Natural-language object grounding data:

- - - - - - -

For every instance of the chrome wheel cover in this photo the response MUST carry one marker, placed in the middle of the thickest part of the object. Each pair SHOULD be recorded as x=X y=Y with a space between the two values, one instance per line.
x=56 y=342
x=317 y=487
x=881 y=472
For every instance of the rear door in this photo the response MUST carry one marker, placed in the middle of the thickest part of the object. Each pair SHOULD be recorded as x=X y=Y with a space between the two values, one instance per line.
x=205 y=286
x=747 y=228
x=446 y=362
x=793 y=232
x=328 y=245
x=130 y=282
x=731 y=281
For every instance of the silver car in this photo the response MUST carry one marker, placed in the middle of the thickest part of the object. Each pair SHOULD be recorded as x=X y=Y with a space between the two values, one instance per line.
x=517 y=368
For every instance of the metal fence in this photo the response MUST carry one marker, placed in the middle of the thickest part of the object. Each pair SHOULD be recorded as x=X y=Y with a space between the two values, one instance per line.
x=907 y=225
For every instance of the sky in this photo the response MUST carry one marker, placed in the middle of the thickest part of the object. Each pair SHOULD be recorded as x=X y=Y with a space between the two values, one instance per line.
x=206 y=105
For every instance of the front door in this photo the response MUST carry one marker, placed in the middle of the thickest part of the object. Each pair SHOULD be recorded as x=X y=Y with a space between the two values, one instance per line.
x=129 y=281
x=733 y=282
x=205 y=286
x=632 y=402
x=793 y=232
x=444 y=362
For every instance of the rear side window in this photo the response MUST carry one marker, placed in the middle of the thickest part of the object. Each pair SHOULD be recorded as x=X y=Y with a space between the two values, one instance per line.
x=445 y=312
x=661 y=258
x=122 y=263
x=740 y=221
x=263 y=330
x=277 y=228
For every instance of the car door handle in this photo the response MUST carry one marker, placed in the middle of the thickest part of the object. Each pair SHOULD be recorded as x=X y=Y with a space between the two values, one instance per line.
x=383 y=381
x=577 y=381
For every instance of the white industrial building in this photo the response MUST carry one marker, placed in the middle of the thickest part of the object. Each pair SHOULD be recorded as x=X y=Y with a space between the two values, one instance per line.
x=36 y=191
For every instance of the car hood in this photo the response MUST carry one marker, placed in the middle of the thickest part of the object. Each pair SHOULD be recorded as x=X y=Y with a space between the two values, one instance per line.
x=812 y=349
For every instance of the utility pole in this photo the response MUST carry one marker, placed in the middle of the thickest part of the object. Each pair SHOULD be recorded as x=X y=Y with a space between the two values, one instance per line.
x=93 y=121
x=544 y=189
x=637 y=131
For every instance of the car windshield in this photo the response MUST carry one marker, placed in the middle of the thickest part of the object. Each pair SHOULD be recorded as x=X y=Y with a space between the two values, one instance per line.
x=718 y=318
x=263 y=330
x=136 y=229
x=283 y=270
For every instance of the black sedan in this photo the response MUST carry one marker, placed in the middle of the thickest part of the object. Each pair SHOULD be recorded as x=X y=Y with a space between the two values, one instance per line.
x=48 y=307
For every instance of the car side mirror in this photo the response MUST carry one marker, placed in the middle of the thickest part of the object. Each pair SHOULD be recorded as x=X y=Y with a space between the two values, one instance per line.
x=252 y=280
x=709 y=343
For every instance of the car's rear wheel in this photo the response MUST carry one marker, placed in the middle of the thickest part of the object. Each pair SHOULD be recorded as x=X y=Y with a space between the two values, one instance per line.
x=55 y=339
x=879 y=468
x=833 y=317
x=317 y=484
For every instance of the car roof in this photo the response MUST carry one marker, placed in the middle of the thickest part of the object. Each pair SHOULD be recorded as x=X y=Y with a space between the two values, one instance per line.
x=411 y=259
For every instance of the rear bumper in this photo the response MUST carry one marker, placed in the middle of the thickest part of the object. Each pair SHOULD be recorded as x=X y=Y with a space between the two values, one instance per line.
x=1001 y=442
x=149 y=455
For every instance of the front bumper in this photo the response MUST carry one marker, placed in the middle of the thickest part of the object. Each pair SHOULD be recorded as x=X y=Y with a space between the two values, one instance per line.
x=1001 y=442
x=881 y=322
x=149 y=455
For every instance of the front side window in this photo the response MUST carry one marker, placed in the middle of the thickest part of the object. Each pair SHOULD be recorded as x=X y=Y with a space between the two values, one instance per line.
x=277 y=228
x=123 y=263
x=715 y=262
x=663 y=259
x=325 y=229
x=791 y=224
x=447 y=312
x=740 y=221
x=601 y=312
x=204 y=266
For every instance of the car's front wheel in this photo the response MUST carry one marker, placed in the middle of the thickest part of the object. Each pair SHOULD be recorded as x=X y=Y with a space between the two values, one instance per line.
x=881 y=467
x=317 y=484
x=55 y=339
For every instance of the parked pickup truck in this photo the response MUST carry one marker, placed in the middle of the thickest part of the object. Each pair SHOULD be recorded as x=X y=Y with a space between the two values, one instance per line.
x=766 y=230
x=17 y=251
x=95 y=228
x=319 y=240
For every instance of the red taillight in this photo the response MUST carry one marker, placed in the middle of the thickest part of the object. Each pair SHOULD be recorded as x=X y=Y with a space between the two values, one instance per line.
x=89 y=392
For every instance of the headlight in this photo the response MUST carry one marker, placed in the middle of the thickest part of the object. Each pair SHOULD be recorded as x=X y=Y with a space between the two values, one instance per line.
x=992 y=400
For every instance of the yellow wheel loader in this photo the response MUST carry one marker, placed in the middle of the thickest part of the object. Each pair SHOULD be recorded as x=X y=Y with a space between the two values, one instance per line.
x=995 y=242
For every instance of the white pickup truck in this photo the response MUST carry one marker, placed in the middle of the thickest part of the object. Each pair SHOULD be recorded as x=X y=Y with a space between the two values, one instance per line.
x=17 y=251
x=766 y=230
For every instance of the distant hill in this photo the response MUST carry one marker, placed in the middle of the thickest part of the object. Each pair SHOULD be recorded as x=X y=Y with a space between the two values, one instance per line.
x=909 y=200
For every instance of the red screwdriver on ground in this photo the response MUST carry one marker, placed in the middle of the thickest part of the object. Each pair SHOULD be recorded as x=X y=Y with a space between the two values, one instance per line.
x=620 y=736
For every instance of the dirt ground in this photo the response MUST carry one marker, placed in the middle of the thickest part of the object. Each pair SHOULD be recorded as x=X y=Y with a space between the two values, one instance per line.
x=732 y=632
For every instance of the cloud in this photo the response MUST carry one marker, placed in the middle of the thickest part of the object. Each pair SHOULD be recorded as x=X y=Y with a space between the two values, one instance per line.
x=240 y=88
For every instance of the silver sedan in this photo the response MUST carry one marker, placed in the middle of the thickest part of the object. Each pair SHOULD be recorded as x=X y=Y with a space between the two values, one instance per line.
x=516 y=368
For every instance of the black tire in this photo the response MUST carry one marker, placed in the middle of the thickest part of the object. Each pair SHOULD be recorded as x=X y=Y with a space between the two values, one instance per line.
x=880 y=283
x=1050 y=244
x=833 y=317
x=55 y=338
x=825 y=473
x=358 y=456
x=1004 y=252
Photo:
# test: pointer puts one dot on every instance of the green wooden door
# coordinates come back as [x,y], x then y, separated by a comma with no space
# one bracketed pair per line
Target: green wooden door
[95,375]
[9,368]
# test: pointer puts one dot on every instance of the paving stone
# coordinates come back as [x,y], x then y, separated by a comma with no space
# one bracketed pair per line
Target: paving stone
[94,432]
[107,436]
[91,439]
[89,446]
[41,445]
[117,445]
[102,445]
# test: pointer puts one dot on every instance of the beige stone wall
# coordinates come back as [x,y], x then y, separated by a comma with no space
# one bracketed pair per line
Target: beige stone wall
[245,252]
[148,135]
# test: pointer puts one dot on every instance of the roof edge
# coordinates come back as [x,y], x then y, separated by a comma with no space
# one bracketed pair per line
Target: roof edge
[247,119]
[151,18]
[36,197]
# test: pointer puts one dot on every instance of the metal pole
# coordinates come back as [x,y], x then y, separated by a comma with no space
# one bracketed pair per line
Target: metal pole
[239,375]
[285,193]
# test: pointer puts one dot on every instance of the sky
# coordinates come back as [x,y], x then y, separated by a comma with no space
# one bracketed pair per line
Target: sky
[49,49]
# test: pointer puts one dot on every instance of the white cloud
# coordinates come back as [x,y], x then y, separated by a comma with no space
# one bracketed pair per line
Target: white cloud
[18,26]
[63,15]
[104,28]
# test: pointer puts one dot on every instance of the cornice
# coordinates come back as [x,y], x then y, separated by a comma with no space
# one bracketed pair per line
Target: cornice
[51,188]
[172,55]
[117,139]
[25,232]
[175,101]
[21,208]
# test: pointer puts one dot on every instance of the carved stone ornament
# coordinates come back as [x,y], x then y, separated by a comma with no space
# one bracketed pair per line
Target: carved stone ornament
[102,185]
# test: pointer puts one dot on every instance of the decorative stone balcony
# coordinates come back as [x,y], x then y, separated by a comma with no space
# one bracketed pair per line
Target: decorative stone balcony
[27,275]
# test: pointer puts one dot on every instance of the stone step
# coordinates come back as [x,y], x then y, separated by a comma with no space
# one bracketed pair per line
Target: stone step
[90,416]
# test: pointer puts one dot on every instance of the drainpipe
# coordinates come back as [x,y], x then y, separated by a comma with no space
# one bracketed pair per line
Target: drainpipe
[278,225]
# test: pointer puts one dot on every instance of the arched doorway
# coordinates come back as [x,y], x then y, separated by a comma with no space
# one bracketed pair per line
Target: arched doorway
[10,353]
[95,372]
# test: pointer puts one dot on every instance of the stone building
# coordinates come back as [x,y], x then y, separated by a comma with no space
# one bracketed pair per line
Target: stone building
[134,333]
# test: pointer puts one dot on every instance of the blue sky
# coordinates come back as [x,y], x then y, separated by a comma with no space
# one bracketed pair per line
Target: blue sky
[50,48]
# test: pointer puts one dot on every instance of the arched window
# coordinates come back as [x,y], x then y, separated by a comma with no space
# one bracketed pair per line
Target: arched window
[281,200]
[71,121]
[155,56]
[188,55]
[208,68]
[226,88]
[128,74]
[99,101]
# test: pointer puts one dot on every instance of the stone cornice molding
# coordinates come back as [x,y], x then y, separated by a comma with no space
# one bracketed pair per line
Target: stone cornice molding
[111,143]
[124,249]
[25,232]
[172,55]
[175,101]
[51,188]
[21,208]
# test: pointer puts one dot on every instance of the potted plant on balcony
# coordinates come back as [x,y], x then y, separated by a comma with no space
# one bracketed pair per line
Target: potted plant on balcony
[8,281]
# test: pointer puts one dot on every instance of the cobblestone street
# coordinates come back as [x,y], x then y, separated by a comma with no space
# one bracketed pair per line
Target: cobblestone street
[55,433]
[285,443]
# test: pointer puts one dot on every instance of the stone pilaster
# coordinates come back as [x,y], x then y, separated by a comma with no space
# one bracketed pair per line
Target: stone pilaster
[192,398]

- - - - - - -

**Task description**. The reply should consist solely of the lines above from the one that has "the paving stone" through the one that has "the roof edge", reproduced exactly.

**Your solution**.
# test: pointer puts one dot on every instance of the paving stone
# coordinates come back as [x,y], x then y, separated by a comma with no space
# one bracketed pair per line
Target: paving stone
[94,432]
[107,436]
[91,439]
[89,446]
[41,445]
[117,445]
[102,445]
# test: pointer puts one dot on every instance of the beige stone wall
# coordinates come back as [x,y], x then y, separated by a comma with no space
# one bracketed pair per line
Target: beige stone wall
[245,252]
[148,135]
# test: pointer puts one dot on every instance of the roof edge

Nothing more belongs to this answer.